• What the exercise asks
Send back exactly the lines from the opening line of the records below through the one with "positive clicks: (419, 152) (427, 121)".

• Records
++++++++

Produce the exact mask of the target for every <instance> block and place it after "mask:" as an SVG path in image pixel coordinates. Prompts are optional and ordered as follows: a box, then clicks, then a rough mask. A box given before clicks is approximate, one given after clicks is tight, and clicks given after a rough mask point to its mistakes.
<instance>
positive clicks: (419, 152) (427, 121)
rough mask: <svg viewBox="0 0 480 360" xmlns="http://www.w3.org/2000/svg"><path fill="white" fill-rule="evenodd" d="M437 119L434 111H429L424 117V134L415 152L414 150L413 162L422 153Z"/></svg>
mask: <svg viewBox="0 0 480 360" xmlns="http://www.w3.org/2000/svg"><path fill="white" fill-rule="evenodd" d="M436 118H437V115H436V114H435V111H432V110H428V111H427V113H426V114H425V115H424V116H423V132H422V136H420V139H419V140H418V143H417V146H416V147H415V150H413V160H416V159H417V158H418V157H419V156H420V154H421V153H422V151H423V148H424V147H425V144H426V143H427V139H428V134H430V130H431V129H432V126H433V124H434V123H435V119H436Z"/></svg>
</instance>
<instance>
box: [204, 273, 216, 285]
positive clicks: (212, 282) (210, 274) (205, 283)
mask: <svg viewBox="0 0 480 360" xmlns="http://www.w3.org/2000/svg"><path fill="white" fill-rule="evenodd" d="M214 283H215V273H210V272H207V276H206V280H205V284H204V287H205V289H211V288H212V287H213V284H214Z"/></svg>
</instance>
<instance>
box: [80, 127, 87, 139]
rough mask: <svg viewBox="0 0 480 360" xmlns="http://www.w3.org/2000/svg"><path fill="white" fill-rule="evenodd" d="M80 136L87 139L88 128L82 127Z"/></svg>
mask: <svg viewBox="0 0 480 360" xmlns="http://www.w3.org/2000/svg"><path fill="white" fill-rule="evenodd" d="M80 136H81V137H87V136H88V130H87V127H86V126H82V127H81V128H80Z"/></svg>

++++++++

• Finished exercise
Produce the exact mask of the target for every <instance> block and place it after "mask:" as an SVG path in image pixel coordinates. Prompts are optional and ordered as follows: a box, then clicks, then a rough mask. A box given before clicks is approximate, one given after clicks is tight, and clicks given after a rough mask point to its mistakes.
<instance>
positive clicks: (419, 152) (427, 121)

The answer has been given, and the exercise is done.